Please copy the lines from the one containing "the fighter jet?" up to and including the one containing "100L151 100L153 102L162", reproducing them character for character.

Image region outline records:
▶

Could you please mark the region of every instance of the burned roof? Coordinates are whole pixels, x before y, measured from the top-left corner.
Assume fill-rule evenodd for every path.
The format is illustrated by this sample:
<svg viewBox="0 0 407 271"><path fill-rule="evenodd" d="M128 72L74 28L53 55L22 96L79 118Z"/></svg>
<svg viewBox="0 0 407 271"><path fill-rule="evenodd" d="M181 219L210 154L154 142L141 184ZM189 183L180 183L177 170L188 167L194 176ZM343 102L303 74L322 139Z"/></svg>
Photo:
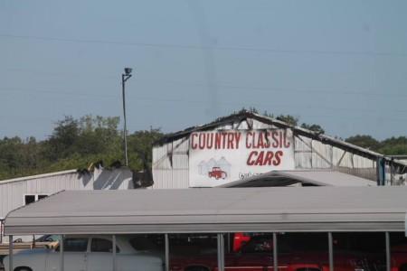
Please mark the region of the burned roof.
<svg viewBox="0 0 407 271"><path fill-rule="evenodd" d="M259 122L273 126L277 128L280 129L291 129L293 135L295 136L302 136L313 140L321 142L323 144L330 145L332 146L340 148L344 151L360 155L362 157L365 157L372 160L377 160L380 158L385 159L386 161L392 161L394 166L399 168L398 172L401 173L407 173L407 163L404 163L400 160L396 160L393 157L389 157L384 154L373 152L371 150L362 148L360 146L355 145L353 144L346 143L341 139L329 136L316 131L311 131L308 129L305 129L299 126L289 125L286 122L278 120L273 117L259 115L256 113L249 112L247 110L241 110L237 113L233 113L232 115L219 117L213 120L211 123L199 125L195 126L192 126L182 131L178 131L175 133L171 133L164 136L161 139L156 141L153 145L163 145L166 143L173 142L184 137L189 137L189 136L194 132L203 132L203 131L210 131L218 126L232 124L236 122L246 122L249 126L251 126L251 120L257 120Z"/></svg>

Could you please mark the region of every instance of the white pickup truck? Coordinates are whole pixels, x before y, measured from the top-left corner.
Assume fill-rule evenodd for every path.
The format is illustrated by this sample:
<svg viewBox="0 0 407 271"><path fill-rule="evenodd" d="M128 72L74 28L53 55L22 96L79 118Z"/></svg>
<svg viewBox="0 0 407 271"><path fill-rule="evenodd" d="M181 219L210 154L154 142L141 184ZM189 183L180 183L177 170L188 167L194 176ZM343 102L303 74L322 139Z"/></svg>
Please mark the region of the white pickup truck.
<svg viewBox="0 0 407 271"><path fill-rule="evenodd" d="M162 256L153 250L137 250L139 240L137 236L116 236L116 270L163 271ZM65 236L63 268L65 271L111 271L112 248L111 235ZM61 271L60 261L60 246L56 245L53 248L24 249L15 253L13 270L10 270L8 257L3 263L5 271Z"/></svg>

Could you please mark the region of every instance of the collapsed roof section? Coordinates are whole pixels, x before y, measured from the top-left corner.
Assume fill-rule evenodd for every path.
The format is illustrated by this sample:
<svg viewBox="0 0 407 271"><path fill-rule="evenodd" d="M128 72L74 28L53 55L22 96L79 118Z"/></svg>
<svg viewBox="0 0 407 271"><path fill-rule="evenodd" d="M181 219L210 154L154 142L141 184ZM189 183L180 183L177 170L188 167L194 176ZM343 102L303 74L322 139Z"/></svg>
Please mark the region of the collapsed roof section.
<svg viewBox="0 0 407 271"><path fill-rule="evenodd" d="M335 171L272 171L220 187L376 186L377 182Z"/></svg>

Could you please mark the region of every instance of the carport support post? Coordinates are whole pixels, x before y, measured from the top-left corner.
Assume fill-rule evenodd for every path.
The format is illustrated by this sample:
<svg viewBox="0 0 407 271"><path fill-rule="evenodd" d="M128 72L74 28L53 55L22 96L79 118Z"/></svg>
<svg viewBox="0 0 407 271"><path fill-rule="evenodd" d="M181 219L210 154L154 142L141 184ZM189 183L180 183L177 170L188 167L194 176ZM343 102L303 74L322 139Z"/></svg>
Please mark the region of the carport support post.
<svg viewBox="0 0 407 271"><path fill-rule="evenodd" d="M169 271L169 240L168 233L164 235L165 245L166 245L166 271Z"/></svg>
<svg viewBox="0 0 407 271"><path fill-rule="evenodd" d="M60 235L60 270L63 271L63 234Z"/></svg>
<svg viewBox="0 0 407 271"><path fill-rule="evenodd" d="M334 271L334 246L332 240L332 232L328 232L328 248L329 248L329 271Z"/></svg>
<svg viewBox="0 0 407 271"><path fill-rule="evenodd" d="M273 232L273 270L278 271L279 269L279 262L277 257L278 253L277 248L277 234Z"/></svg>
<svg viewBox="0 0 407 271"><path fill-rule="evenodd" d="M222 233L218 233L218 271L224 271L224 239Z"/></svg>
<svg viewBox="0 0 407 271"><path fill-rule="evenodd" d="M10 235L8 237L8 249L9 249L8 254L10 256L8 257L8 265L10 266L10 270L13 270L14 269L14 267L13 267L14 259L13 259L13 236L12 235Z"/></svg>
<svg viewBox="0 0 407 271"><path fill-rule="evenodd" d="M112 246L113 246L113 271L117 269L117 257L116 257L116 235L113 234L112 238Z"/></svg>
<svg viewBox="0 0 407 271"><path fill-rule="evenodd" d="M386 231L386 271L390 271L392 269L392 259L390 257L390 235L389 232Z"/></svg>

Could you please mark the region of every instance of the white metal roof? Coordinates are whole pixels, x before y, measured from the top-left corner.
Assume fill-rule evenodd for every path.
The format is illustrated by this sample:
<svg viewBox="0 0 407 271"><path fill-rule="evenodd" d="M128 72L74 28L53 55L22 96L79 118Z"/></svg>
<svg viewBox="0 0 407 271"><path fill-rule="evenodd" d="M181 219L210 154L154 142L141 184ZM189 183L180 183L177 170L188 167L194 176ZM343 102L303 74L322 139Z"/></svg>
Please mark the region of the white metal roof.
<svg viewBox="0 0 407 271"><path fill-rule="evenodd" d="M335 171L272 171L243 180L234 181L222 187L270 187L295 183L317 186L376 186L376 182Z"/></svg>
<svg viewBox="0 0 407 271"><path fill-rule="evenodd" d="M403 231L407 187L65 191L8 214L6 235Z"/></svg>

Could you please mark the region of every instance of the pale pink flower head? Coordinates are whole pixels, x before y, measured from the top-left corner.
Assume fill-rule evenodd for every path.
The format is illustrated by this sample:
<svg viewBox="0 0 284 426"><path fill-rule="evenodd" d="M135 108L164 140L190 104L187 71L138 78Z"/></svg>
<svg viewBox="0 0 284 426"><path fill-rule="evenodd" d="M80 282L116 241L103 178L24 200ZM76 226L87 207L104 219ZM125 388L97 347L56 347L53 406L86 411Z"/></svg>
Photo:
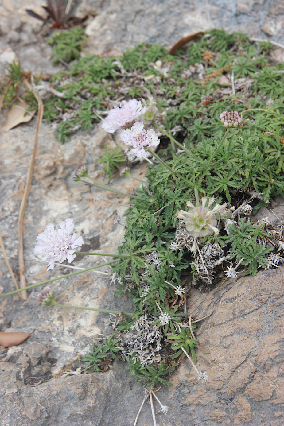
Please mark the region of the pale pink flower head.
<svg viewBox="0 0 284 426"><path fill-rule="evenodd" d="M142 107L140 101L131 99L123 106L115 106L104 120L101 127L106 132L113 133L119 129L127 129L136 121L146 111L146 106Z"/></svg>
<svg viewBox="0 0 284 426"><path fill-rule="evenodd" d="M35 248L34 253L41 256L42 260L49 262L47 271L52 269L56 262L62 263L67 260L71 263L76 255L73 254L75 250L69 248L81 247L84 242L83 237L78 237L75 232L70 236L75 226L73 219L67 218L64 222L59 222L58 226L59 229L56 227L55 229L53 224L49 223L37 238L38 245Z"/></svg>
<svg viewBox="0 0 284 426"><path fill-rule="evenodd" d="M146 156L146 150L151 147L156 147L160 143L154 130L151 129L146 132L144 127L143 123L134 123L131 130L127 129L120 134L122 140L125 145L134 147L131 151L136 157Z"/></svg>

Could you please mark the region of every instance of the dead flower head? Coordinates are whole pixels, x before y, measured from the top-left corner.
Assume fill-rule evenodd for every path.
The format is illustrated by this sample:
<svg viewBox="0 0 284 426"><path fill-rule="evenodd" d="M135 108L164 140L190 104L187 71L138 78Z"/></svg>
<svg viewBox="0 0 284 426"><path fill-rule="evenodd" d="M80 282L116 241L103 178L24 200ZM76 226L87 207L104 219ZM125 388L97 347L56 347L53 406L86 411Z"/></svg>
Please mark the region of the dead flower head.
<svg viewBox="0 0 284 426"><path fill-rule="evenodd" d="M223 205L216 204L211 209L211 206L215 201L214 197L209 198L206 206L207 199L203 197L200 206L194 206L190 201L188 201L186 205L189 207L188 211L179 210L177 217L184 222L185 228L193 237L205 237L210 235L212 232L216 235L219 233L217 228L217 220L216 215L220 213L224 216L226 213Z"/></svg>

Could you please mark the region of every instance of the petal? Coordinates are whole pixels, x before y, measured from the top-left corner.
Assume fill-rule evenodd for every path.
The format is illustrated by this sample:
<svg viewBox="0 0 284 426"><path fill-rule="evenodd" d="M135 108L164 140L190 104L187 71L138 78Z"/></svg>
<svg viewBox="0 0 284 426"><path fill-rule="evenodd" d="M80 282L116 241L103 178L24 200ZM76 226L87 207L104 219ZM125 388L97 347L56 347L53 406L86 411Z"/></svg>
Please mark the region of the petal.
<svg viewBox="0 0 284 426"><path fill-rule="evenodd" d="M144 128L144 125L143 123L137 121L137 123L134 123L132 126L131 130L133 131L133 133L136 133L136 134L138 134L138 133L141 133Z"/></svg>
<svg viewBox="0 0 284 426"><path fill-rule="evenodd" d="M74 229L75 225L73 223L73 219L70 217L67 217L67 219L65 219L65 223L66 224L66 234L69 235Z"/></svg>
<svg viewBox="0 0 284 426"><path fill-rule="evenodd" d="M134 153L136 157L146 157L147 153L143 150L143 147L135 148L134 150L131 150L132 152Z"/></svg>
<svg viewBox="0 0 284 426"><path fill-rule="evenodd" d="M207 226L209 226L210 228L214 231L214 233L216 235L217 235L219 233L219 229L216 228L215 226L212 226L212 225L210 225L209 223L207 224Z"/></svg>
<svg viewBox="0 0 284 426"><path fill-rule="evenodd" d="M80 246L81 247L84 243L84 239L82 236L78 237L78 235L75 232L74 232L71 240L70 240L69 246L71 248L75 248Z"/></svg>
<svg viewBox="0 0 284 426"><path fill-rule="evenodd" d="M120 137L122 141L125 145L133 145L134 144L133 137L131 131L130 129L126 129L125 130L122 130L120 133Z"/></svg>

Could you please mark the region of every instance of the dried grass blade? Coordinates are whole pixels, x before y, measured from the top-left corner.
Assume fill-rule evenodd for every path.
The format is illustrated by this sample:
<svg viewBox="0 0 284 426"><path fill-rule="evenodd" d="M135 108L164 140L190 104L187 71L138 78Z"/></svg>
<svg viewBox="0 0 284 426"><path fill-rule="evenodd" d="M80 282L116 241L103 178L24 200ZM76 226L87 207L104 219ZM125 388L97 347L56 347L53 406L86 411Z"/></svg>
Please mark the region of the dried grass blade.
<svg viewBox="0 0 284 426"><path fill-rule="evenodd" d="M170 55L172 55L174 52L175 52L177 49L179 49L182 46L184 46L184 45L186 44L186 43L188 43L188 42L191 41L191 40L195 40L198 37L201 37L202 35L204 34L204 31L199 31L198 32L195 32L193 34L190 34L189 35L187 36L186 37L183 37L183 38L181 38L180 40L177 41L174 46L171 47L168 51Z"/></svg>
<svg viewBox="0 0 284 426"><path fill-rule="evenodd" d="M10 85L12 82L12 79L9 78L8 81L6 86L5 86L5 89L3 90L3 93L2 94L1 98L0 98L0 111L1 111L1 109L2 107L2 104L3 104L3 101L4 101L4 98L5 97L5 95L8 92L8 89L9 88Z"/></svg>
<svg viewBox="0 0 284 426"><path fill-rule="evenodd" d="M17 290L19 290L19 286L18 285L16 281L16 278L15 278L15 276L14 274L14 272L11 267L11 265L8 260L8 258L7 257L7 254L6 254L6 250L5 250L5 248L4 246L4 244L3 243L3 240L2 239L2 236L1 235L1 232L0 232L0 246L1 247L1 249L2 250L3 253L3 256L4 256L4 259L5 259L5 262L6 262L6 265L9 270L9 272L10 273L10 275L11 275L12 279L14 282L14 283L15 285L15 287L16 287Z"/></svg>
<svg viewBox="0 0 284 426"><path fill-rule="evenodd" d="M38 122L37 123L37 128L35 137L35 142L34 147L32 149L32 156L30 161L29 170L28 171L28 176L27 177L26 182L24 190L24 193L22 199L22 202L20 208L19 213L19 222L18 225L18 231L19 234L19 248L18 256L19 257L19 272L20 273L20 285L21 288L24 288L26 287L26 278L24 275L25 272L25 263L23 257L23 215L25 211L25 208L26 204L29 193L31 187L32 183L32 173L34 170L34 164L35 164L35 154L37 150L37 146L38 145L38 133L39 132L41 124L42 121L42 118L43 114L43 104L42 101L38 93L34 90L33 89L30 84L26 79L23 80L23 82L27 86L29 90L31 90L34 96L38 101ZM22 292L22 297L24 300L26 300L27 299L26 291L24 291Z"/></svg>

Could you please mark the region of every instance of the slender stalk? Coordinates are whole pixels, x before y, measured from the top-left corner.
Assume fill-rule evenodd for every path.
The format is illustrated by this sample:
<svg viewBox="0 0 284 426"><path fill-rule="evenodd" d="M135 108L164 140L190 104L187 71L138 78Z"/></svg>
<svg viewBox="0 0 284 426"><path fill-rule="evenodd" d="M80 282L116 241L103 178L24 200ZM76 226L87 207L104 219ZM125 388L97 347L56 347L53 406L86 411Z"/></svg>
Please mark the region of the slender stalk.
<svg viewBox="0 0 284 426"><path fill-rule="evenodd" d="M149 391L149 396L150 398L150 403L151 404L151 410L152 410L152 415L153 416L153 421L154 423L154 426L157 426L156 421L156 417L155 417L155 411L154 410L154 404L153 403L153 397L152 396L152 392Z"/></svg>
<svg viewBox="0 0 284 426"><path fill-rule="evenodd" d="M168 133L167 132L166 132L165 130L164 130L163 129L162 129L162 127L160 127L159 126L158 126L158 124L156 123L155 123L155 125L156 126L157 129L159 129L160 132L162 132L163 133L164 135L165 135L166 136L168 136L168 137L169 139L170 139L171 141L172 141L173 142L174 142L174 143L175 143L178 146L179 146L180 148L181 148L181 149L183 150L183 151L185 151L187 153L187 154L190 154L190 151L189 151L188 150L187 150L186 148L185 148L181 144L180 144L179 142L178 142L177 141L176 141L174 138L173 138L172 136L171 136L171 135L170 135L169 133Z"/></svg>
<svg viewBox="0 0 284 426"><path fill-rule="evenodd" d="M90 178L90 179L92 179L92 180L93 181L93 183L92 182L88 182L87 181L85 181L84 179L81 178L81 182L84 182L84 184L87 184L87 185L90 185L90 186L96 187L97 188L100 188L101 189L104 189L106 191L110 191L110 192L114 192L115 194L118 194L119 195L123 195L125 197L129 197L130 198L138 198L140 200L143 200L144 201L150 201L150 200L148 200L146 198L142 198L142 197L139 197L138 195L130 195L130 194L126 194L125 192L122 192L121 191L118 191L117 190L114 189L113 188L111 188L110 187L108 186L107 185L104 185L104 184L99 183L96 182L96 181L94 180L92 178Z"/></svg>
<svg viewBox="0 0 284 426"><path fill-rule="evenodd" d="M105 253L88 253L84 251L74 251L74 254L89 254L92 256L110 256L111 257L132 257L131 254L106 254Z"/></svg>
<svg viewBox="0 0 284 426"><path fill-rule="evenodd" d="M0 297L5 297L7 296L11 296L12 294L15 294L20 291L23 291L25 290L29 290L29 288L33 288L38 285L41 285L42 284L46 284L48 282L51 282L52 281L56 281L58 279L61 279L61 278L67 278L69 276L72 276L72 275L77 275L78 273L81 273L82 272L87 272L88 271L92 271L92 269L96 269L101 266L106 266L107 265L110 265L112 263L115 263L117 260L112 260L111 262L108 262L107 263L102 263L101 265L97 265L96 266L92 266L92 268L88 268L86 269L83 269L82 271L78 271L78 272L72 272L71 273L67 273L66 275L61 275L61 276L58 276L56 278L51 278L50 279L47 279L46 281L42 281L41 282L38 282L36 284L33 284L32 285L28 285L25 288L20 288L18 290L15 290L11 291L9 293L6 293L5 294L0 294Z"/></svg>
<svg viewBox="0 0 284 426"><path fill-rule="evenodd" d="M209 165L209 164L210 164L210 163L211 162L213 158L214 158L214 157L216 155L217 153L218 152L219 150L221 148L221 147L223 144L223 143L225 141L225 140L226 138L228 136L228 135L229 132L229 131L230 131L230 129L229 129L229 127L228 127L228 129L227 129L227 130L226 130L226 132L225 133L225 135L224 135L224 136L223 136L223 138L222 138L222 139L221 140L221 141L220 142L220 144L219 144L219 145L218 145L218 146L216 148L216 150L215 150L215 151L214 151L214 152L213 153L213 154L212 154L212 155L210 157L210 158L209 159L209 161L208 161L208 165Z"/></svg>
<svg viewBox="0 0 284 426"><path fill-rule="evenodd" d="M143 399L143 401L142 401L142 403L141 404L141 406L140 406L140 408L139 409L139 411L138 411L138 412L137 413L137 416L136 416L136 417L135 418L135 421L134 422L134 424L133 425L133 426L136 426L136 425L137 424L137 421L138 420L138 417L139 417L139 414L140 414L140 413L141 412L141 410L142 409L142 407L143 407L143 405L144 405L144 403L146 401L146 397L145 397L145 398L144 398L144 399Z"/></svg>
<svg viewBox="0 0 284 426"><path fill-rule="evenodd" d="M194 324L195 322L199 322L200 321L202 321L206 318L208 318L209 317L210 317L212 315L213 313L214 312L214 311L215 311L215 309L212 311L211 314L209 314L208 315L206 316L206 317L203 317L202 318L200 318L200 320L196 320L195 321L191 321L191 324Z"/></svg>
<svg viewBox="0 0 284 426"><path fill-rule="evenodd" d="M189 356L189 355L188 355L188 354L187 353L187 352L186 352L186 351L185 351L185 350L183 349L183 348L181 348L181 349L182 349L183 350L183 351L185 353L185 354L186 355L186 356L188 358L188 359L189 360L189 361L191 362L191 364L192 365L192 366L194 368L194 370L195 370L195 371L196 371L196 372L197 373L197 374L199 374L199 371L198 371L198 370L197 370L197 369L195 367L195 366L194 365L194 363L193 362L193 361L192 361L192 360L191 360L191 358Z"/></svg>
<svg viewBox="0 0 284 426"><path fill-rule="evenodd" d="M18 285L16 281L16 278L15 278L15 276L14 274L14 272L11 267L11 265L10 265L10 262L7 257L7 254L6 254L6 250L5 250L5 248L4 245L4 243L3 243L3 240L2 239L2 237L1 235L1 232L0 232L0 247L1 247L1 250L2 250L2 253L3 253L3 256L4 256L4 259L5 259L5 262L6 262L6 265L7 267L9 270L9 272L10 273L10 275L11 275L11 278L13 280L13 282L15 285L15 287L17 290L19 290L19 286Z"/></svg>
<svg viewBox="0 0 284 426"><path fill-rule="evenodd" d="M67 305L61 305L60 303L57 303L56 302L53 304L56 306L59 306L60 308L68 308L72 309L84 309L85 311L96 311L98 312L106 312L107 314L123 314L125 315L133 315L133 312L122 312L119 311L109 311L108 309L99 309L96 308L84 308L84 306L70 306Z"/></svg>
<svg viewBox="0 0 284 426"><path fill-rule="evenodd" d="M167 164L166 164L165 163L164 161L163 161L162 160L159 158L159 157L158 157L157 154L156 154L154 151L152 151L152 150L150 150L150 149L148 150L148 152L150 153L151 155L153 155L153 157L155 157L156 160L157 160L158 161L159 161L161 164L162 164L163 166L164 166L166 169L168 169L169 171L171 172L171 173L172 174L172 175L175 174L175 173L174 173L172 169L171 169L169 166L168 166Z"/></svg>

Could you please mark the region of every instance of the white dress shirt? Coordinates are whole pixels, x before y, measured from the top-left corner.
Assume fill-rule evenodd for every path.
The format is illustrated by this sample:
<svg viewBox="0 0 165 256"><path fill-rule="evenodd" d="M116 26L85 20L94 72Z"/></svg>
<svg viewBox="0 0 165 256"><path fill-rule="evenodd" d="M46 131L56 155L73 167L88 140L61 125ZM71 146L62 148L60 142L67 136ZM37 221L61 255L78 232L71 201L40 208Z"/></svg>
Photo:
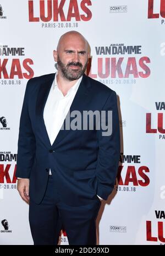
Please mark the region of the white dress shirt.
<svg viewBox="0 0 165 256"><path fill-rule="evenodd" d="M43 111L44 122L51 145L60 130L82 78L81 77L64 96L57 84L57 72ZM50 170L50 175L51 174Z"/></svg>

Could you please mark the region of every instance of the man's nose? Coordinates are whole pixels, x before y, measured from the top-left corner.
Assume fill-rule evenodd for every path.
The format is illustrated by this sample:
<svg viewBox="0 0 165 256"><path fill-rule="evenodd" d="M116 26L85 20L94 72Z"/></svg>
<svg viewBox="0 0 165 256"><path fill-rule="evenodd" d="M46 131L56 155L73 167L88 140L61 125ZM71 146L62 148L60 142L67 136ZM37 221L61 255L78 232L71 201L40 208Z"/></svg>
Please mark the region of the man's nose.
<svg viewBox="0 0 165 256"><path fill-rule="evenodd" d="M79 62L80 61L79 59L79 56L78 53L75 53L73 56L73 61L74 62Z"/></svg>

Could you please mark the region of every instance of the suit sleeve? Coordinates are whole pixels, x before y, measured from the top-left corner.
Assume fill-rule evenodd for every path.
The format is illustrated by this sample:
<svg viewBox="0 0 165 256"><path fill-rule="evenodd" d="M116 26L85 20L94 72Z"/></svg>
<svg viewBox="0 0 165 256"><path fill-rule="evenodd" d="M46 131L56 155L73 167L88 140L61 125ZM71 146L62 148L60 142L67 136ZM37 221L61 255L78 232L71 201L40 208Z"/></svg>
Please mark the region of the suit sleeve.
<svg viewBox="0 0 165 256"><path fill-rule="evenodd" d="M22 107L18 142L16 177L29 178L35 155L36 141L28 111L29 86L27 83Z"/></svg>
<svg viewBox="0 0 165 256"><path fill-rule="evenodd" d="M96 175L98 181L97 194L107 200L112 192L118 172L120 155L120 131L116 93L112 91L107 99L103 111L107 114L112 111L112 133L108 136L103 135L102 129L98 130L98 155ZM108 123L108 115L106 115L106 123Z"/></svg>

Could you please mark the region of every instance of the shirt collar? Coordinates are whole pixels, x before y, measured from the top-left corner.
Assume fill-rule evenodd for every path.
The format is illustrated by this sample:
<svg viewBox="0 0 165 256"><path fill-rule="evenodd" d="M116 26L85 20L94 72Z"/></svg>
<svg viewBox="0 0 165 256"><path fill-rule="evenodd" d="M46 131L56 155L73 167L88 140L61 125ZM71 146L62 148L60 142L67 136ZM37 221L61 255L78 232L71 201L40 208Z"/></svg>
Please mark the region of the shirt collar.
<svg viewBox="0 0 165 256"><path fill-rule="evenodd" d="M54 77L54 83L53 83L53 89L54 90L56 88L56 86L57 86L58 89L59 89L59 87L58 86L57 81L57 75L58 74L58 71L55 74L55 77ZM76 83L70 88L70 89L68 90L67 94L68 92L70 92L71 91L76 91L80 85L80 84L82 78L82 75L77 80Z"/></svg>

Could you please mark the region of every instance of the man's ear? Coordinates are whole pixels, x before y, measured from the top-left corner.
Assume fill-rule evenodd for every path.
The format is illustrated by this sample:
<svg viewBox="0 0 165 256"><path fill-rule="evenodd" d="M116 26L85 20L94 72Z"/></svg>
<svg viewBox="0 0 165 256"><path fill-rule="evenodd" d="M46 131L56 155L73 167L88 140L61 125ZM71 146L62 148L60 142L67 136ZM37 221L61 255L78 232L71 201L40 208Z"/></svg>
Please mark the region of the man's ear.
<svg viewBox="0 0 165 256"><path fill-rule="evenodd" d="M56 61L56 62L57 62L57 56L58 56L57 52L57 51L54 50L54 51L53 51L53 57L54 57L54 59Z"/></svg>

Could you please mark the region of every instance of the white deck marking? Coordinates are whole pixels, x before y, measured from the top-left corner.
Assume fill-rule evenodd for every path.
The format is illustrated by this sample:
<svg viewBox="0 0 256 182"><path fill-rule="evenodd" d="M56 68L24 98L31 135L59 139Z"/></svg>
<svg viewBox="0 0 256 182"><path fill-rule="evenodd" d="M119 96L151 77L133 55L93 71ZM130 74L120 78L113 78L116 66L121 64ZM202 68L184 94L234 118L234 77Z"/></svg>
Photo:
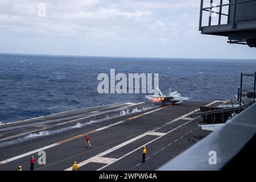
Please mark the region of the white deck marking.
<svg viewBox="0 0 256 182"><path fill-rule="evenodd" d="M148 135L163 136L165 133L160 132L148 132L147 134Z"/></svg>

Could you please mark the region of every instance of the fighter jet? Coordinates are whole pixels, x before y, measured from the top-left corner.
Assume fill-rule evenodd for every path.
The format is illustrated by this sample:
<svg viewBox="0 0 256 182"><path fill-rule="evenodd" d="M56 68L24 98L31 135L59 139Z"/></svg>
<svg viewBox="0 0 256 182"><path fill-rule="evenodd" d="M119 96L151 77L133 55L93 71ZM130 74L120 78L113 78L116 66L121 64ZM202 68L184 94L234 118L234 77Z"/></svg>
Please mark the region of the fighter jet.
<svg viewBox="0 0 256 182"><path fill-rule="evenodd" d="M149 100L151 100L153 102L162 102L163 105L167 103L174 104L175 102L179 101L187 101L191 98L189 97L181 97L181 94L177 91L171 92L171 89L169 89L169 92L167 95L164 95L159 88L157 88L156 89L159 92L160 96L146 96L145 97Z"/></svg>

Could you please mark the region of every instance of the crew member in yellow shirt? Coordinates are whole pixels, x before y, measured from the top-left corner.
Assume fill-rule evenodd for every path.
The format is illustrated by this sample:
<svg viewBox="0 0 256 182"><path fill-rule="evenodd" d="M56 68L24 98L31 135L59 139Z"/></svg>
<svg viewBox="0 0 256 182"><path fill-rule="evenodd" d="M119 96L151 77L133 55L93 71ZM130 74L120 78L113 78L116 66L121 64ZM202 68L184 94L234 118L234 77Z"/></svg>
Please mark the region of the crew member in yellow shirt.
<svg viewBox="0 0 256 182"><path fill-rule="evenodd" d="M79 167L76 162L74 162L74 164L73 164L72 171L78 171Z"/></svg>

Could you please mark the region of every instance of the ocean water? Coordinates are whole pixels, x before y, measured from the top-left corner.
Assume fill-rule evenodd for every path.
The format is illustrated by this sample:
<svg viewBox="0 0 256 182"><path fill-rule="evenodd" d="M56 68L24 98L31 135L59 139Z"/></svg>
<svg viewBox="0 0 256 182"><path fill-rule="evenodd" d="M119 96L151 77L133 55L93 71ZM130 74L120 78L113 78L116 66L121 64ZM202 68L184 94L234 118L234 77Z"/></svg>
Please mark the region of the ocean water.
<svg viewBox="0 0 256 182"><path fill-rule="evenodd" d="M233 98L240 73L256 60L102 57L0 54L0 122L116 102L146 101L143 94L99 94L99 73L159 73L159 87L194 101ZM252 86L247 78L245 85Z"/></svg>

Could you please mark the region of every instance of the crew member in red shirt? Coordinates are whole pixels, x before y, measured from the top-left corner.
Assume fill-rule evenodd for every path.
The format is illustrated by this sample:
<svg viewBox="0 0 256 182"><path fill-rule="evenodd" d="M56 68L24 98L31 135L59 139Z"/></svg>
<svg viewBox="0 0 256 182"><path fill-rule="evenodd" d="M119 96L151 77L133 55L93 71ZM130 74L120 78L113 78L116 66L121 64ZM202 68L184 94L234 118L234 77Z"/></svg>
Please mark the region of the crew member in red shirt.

◀

EXERCISE RESPONSE:
Could you please mark the region of every instance of the fighter jet? Coordinates are whole pixels, x before y, measured from the top-left corner.
Assume fill-rule evenodd for every path.
The format is illustrated by this sample:
<svg viewBox="0 0 256 182"><path fill-rule="evenodd" d="M56 68L24 98L31 135L59 139Z"/></svg>
<svg viewBox="0 0 256 182"><path fill-rule="evenodd" d="M119 96L151 77L133 55L93 71ZM130 74L120 78L113 78L116 66L121 64ZM202 68L184 94L234 118L234 77Z"/></svg>
Please mark the region of the fighter jet.
<svg viewBox="0 0 256 182"><path fill-rule="evenodd" d="M149 100L151 100L153 102L162 102L163 105L167 103L174 104L175 102L179 101L187 101L191 98L189 97L181 97L181 94L177 91L171 92L171 89L169 89L169 92L167 95L164 95L159 88L157 88L156 89L159 92L160 96L146 96L145 97Z"/></svg>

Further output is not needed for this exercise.